## Text provided

Usability is defined here in a very informal way as a measure of how well the users can operate the computer system at the heart of the IS. If users have difficulty in using the system effectively, improvements will be hard to make because users will be trying to interface with a system that is already problematical for them; change could make matters considerably worse.

Determining usability

What we are seeking here is an informal but reliable assessment of how well users will be able to manage to operate the system to deliver at least basic services while the improvement programme is being implemented. A good mechanism would be to define a core set of user interactions that enable key services, provide a broad range of user interactions and create a scenario that users can work through in a consistent way. A small but representative group of trained end-users can then work through the scenario and provide feedback on their experience. Each user should be timed as they work through the scenario and feedback should be via a standard questionnaire or an interview with structured questions. Defining the scenario and the feedback mechanism would be a good exercise for end-users, managers and sponsor(s) to tackle as a team. Users will need to be well briefed so that they are not intimidated by the exercise.

The results should provide a good guide to the system’s usability as perceived by its users and the exercise will have the additional benefit of engaging the end-user community in the improvement programme from the outset.

Coverage

We have already defined coverage of testing as a measure of how much of the system has been tested so far. The measures of stability and usability must be viewed against coverage because a system that is unstable or unusable when, say, only 25 per cent of the requirements have been tested is facing major rework. At the other end of the spectrum, a system that has been tested against 90 per cent of the requirements and is reasonably stable and usable represents a low risk as a platform for improvement.

We need to seriously consider the testing we have done throughout the life cycle and in UAT and decide whether it is enough on which to base any decision.

Determining test coverage

If we have not designed tests to achieve specific levels of test coverage, we can still make some attempt to identify what has been tested in the test cases that have been run. We first need to analyse some test cases to determine how they relate to requirements. This needs to be done by a testing specialist, a business analyst or a developer; it may require skills and insights we could not reasonably expect an end-user to have and we need this exercise done quickly. Once the sample analysis is completed we may have a simple way to determine requirements coverage for the whole UAT suite. We may find that requirements coverage is high, in which case the testing has been quite effective. If we find coverage is low, there should be some concern about possible undiscovered defects in important areas.

If the initial analysis cannot determine coverage, for example if tests have been constructed without reference to requirements, we can only draw the conclusion that requirements coverage is very low. This is, in itself, not necessarily a barrier to an improvement programme, but it points to potential problems ahead and it certainly identifies a gap that must be filled as part of the improvement programme – the achievement of systematic testing to provide coverage data for the future as changes are made.

Determining whether emergency criteria have been met

Using all the data about incidents, defects, changes, usability and coverage that we can find, we should be able to draw some conclusions about risk of release. The data may not allow detailed conclusions but it would be unusual to find that this brief investigation did not lead to a conclusion that risk of release was relatively high or relatively low, and that may be enough for our purposes.

These three criteria are our emergency fallback. They are in no sense an alternative to more rigorous acceptance criteria because all they provide us with is a measure of the confidence we can have that the computer system is a suitable platform for making incremental improvements. This is a last-ditch effort to keep the system alive while we work out a plan to enhance it to the level we originally anticipated and paid for.

## Data records
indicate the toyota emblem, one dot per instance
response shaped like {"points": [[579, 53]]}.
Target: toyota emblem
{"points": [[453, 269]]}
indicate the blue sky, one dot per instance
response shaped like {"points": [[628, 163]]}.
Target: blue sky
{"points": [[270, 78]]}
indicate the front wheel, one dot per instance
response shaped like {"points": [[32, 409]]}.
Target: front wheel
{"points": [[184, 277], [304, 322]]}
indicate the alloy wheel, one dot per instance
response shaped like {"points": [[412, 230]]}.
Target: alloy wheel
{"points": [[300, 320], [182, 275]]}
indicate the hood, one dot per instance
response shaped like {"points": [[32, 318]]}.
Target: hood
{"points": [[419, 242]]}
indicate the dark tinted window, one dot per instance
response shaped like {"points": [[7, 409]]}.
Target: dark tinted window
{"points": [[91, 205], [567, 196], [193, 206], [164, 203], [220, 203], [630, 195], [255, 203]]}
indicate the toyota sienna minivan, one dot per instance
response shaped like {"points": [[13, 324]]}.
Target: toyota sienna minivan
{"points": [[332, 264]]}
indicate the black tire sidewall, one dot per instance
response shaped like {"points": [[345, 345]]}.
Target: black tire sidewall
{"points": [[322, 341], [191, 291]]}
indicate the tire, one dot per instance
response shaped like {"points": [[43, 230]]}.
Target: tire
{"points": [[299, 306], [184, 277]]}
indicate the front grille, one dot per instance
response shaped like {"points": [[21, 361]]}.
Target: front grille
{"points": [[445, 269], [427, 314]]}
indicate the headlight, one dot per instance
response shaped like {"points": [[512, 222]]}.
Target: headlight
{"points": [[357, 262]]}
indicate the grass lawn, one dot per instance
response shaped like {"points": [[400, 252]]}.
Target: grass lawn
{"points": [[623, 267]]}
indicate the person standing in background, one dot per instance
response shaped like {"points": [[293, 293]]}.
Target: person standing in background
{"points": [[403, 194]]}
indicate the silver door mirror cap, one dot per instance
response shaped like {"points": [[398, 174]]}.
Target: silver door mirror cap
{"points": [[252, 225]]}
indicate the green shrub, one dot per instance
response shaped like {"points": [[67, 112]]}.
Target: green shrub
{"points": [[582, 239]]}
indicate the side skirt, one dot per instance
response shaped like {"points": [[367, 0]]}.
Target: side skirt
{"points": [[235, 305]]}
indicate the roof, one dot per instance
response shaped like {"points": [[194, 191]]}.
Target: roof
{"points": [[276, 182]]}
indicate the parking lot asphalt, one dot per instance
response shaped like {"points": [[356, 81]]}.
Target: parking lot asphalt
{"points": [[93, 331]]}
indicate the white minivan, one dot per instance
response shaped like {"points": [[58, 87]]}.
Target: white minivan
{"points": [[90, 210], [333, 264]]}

---

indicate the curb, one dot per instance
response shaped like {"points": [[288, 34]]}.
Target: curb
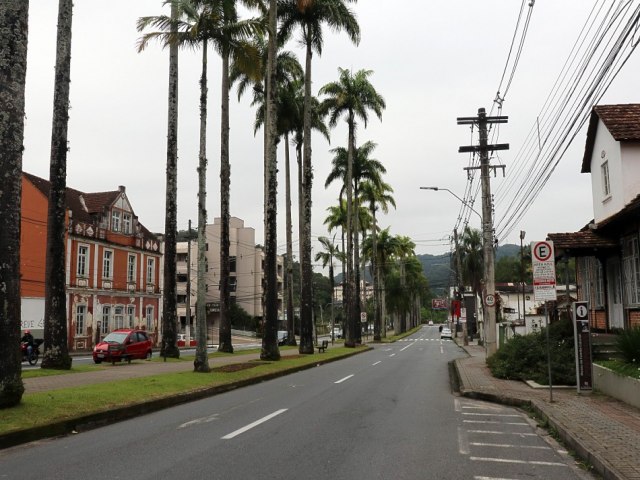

---

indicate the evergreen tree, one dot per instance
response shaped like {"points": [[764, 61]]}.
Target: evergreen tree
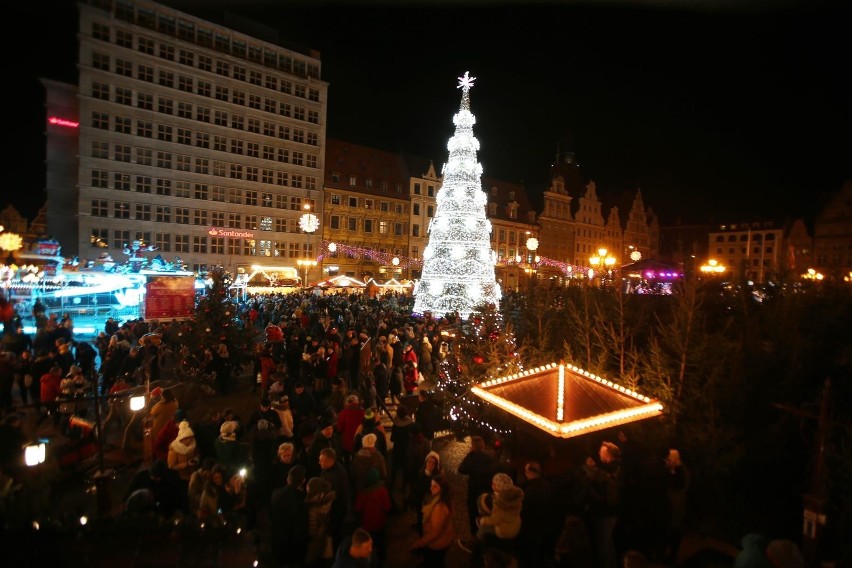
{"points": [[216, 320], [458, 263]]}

## Task set
(1) In the passage on system testing, who should analyze the sample test cases to determine how they relate to requirements?
(2) Duplicate the passage on system testing between "If we have not" and "in important areas.", inclusive.

## Final results
(1) A testing specialist, a business analyst or a developer.

(2)
If we have not designed tests to achieve specific levels of test coverage, we can still make some attempt to identify what has been tested in the test cases that have been run. We first need to analyse some test cases to determine how they relate to requirements. This needs to be done by a testing specialist, a business analyst or a developer; it may require skills and insights we could not reasonably expect an end-user to have and we need this exercise done quickly. Once the sample analysis is completed we may have a simple way to determine requirements coverage for the whole UAT suite. We may find that requirements coverage is high, in which case the testing has been quite effective. If we find coverage is low, there should be some concern about possible undiscovered defects in important areas.